がんなどの疼痛(とうつう)治療に使われるフェンタニルなどの麻薬性鎮痛薬(オピオイド)に代わる、新たな鎮痛薬を京都大学の研究チームが開発した。強い痛みに対してオピオイドに匹敵する効果がある一方で、依存性や重い副作用がないという。近く、創薬ベンチャー企業が米国の患者を対象にした第2段階の治験を始め、有効性を確かめる。
モルヒネに代表されるオピオイドは、強力な鎮痛効果があり、医療現場で広く使われている。しかし、便秘や吐き気といった副作用に加え、依存性があり厳格な管理が求められる。
一方、米国ではオピオイドが安易に処方されて依存症の人が激増。過剰摂取による死者は2023年に8万人を超え、「オピオイドクライシス」と呼ばれて社会問題になっている。こうした問題を解決すべく、オピオイドに代わる強い鎮痛作用がありながら、副作用や依存性がない代替薬の開発が望まれている。
研究チームは、命に危険が及ぶような状況で神経伝達物質のノルアドレナリンが分泌され、痛みが抑えられることに着目。ノルアドレナリンの分泌を制御する経路を防ぐ物質を見つけた。この物質の働きにより、ノルアドレナリンが分泌しつづけて、痛みを抑えることができるという。

保存データのエントリ:
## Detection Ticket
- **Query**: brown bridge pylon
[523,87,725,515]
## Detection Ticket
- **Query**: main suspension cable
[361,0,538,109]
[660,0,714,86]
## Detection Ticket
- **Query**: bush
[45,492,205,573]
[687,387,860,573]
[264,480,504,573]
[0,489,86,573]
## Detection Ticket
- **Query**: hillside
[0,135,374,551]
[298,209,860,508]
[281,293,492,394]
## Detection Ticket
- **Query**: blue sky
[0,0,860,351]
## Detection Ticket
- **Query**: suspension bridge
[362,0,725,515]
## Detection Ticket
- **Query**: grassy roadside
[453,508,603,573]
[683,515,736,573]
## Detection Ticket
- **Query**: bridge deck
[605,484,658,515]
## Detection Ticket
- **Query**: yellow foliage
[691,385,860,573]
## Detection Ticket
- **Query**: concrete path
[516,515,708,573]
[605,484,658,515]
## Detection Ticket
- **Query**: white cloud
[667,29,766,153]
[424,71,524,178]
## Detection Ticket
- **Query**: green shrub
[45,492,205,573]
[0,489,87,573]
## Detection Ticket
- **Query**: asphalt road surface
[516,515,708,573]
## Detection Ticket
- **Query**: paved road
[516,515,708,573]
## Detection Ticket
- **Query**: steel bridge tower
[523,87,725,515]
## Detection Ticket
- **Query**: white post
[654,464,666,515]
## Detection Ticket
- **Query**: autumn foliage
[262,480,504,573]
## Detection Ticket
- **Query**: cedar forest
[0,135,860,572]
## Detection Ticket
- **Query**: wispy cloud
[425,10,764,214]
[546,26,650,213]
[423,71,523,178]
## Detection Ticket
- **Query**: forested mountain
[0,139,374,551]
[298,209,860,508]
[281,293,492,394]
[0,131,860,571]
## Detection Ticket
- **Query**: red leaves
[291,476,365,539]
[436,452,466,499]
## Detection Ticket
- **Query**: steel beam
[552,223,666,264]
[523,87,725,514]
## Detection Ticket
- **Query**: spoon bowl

- [課題] 新しい鎮痛薬の開発に関する文章のうち、「一方、米国ではオピオイドが安」から「を抑えることができるという。」までを、その二つの語句も含めて一字も変えずに書き写しなさい。 エントリはこの作業とは関係がない。

- [完成した解答]
一方、米国ではオピオイドが安易に処方されて依存症の人が激増。過剰摂取による死者は2023年に8万人を超え、「オピオイドクライシス」と呼ばれて社会問題になっている。こうした問題を解決すべく、オピオイドに代わる強い鎮痛作用がありながら、副作用や依存性がない代替薬の開発が望まれている。
研究チームは、命に危険が及ぶような状況で神経伝達物質のノルアドレナリンが分泌され、痛みが抑えられることに着目。ノルアドレナリンの分泌を制御する経路を防ぐ物質を見つけた。この物質の働きにより、ノルアドレナリンが分泌しつづけて、痛みを抑えることができるという。